Reading passage
-----

Fantastic plastic

English: Blue plaque commemorating Alexander P...

English: Blue plaque commemorating Alexander Parkes, inventor of the first plastic, in Birmingham, England. Photographed by me 18 September 2006. Oosoom (Photo credit: Wikipedia)

It’s hard to think of a material more prolific than plastic. The keys on my keyboard, carrier bags, ballpoint pens, the remote control for the TV and most car interiors are made almost entirely from plastic. The world gets through nearly 300 million tonnes of the stuff every year which has environmentalists up in arms. After all, the plastic we make is so resilient that it doesn’t tend to conveniently rot away in landfill sites.

It’s a very real problem. Roughly half a trillion plastic bags are used worldwide every year. In the UK, we use roughly 15 million plastic bottles each and every day and when you think that it takes 450 years for just one plastic bottle to break down, at any one time – that’s nearly 4.5 trillion bottles rotting away unless we recycle or burn them.

Our appetite for plastic is showing no signs of slowing with annual growth running at about 5% annually. Plastics are made from polymers – immensely complex molecules that link together hundreds of thousands of molecule structures known as monomers. The complex structure is the key to plastic’s versatility. It is flexible enough to be made into almost any shape and it is durable enough to have the strength for multiple applications.

-----

What to work on
(a) In the text about plastic, roughly how many plastic bottles does the UK use each day?
(b) Reproduce all of the boundary labeling entries word for word, without the pictures.
The entries that come next have no connection to the text about plastic.

(Boundary labeling entries)
-----

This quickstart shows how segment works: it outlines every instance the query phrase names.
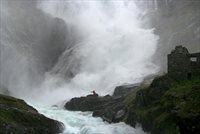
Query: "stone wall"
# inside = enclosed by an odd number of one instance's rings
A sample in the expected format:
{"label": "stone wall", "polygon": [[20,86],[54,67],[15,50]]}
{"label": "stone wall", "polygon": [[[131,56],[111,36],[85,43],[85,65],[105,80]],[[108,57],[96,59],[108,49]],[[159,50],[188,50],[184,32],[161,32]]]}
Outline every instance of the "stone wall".
{"label": "stone wall", "polygon": [[190,54],[187,48],[177,46],[168,55],[168,74],[175,79],[191,79],[200,73],[200,53]]}

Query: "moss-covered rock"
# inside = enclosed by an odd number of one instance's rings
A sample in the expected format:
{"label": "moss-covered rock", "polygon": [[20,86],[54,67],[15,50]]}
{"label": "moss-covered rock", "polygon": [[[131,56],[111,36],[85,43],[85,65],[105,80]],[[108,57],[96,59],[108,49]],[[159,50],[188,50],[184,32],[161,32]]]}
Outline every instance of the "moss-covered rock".
{"label": "moss-covered rock", "polygon": [[137,92],[124,121],[132,126],[139,122],[152,134],[198,134],[199,106],[200,76],[175,81],[166,75]]}
{"label": "moss-covered rock", "polygon": [[1,134],[55,134],[62,129],[60,122],[39,114],[23,100],[0,95]]}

-----

The answers
(a) Roughly 15 million plastic bottles.

(b)
This quickstart shows how segment works: it outlines every instance the query phrase names.
Query: "stone wall"
# inside = enclosed by an odd number of one instance's rings
A sample in the expected format:
{"label": "stone wall", "polygon": [[20,86],[54,67],[15,50]]}
{"label": "stone wall", "polygon": [[[131,56],[111,36],[85,43],[85,65],[105,80]],[[108,57],[96,59],[108,49]],[[159,50],[188,50],[184,32],[161,32]]]}
Outline every instance of the "stone wall".
{"label": "stone wall", "polygon": [[190,54],[187,48],[177,46],[168,55],[168,74],[175,79],[191,79],[200,73],[200,53]]}

Query: "moss-covered rock"
# inside = enclosed by an odd number of one instance's rings
A sample in the expected format:
{"label": "moss-covered rock", "polygon": [[20,86],[54,67],[15,50]]}
{"label": "moss-covered rock", "polygon": [[[131,56],[111,36],[85,43],[85,65],[105,80]],[[108,57],[96,59],[108,49]],[[159,50],[188,50],[184,32],[161,32]]]}
Outline every instance of the "moss-covered rock".
{"label": "moss-covered rock", "polygon": [[137,92],[124,121],[132,126],[139,122],[152,134],[198,134],[199,106],[200,76],[175,81],[166,75]]}
{"label": "moss-covered rock", "polygon": [[1,134],[55,134],[62,129],[60,122],[39,114],[23,100],[0,95]]}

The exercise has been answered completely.